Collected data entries
---*---

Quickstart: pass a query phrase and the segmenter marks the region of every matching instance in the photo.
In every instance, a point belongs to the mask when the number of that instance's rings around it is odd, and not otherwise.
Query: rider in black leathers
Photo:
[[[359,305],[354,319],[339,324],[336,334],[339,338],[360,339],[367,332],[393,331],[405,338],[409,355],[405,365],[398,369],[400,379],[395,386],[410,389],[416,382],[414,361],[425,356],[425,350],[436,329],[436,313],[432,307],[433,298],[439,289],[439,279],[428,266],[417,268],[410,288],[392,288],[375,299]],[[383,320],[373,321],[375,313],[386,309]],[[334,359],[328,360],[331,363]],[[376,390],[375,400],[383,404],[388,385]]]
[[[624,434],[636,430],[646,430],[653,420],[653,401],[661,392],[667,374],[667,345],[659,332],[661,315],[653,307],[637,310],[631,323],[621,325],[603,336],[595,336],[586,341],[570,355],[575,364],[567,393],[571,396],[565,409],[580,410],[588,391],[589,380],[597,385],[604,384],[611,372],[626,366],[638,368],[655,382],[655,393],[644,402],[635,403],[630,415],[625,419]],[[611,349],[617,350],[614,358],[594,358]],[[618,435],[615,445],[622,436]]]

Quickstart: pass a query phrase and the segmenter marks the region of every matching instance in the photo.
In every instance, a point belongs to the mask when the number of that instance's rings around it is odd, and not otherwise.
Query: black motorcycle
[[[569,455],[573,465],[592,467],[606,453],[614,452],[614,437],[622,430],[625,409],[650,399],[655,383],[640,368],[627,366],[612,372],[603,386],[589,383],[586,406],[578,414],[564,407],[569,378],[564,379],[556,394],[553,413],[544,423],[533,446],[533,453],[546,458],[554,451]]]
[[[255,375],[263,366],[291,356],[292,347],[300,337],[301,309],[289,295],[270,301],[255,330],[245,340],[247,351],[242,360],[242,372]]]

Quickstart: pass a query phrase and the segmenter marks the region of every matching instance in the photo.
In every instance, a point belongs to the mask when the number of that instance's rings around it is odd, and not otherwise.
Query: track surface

---*---

Work to complete: Set down the records once more, character for character.

Exercise response:
Quickstart: pass a query phrase and the segmenter marks the region of every matching instance in the photo.
In every instance, a point belongs to the mask when the number of that instance's rings around it is odd, and not otherwise.
Query: rider in black leathers
Photo:
[[[359,305],[354,319],[339,324],[336,334],[339,338],[360,339],[367,332],[393,331],[405,338],[409,355],[405,365],[398,369],[400,379],[395,386],[410,389],[416,382],[414,361],[425,356],[425,350],[436,329],[436,313],[432,307],[433,298],[439,289],[439,279],[428,266],[417,268],[410,288],[392,288],[375,299]],[[383,320],[373,321],[375,313],[386,309]],[[334,359],[328,360],[331,363]],[[376,390],[375,400],[383,404],[388,385]]]
[[[624,434],[636,430],[646,430],[653,420],[653,401],[661,392],[667,374],[667,345],[659,332],[661,315],[653,307],[637,310],[631,323],[621,325],[603,336],[595,336],[586,341],[570,355],[575,364],[567,393],[571,396],[565,409],[580,410],[588,391],[589,380],[597,385],[604,384],[611,372],[626,366],[638,368],[655,382],[655,393],[644,402],[635,403],[630,415],[625,419]],[[611,349],[617,350],[614,358],[594,358]],[[618,435],[615,445],[622,436]]]

Quickstart: pass a query phrase and the segmenter marks the region of every matching instance in the photo.
In every instance, a point belongs to the mask when the number of that instance's rings around it is odd, and not otherwise.
Query: black motorcycle
[[[569,455],[573,465],[592,467],[606,453],[614,452],[614,437],[622,430],[625,409],[650,399],[655,383],[640,368],[627,366],[612,372],[603,386],[589,383],[586,406],[578,414],[564,407],[569,378],[564,379],[556,394],[553,413],[544,423],[533,446],[533,453],[546,458],[554,451]]]
[[[255,375],[263,366],[291,356],[292,347],[300,337],[301,309],[289,295],[270,301],[255,330],[245,340],[247,351],[242,360],[242,372]]]

Quickstart: pass a query phrase and the segmenter marks the region of every matching instance in the photo.
In every instance, a point belongs to the mask when the number of that instance's rings around it is odd, and not otherwise.
Query: track surface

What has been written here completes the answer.